[ЗАДАНИЕ A]:
Как, согласно тексту о постструктурализме в славистике, русское литературоведение встретило наступление постструктурализма?

[ЦИТИРУЕМЫЙ ТЕКСТ]:

- - - - - - -

Осторожно, треножник!
Шрифт:
Таким образом, хотя теоретический тоталитаризм и уступает место более трезвому и сбалансированному разговору о русской культуре, но в общем и целом, Drang nach Westen кончается возвращением на блевотина своя – так сказать, к востоку от тартуского рая. Сверхзападничество приводит к своего рода славянофильству.
3. Потери и приобретения
Потери . Пришествие постструктурализма было частично закономерной революцией, а частично – легкомысленной сменой моды, оставившей многие задачи структурализма нерешенными. В особенности это относится к славистике, на которой постструктурализм в результате сказался довольно негативно – при том, что, в сущности, прошел мимо нее. Русское литературоведение (включая советских исследователей, эмигрантов и западных славистов) приветствовало наступление постструктурализма скорее как долгожданное избавление от железных объятий структурализма, нежели как сигнал к овладению еще более трудными премудростями деконструкции. В результате, у русистики не было времени ни своими собственными силами, ни путем усвоения извне встать на уровень важнейших достижений зрелого структурализма. Я имею в виду такие вещи, как систематическое обобщение наследия русского формализма, в частности, в областях нарративистики (Греймас, Женетт, Бремон, Чэтмен), интертекстуальности (Риффатерр) и метапоэтики (Ханзен-Лёве, Стайнер); как семиотика кино (Метц и др.), завершение общей семиотической теории (Эко) и некоторые другие итоги последних трех десятилетий.

- - - - - - -

(Записи из набора данных)
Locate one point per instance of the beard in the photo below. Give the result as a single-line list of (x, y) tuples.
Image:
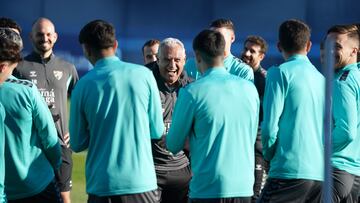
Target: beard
[(43, 46)]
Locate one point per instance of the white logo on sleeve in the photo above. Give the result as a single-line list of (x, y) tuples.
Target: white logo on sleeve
[(32, 74), (58, 74)]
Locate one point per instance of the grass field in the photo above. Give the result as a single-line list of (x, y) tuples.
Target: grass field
[(78, 194)]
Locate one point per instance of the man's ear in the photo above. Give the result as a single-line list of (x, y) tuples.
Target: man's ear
[(55, 37), (279, 47), (308, 46), (2, 67), (232, 37), (116, 44), (262, 56), (197, 57)]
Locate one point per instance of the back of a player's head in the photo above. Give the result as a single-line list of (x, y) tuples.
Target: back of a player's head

- - - - - - -

[ЗАДАНИЕ B]:
Воспроизведите дословно записи на отрезке от строки, содержащей «Locate one point per instance of the grass», до конца записей включительно.

[ПРАВИЛЬНЫЙ ОТВЕТ A]:
Скорее как долгожданное избавление от железных объятий структурализма, а не как сигнал к овладению премудростями деконструкции.

[ПРАВИЛЬНЫЙ ОТВЕТ B]:
Locate one point per instance of the grass field in the photo above. Give the result as a single-line list of (x, y) tuples.
Target: grass field
[(78, 194)]
Locate one point per instance of the man's ear in the photo above. Give the result as a single-line list of (x, y) tuples.
Target: man's ear
[(55, 37), (279, 47), (308, 46), (2, 67), (232, 37), (116, 44), (262, 56), (197, 57)]
Locate one point per instance of the back of a player's head in the photo above. Give the result as a single-line list of (x, y) tuples.
Target: back of a player's head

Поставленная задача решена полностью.